# DATA start

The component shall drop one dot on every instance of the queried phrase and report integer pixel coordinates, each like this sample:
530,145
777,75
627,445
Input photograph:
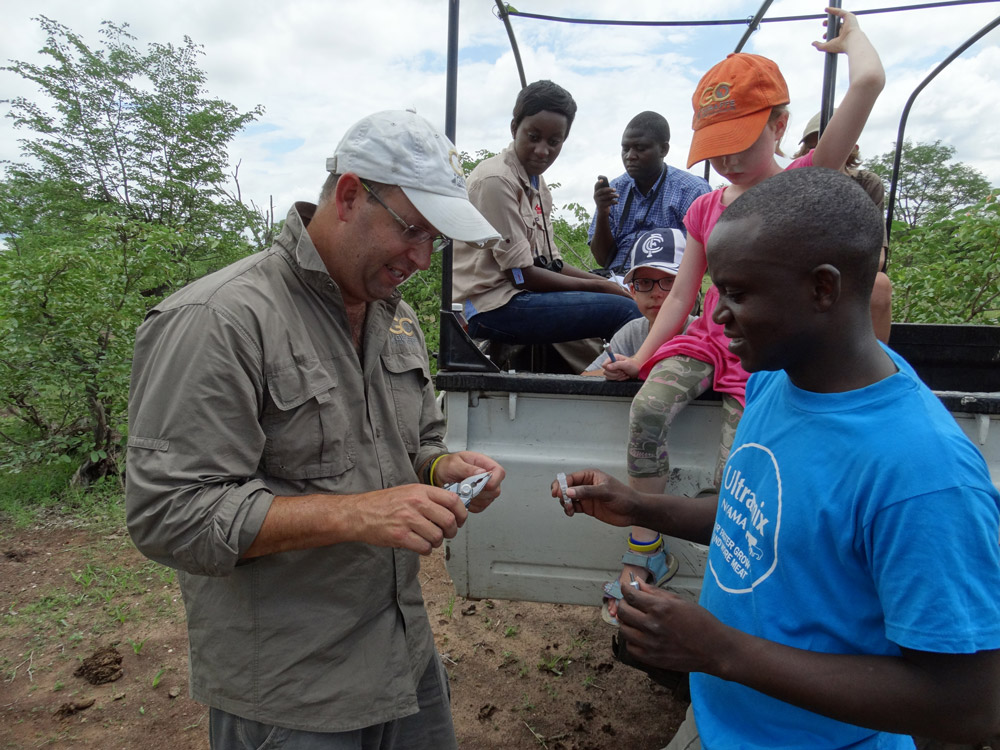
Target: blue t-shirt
851,523
663,206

# DATA end

▶ WHAT YOU SHOULD DO:
Can you reproduce the data above word for word, with the picture left out?

▶ SOLUTION FOR THIS TASK:
The component shall drop one dot on every instance of the queried phrase and report integer pixel coordinates, each like this sample:
530,145
777,75
627,445
Input photograph:
Target: blue t-shirt
851,523
663,206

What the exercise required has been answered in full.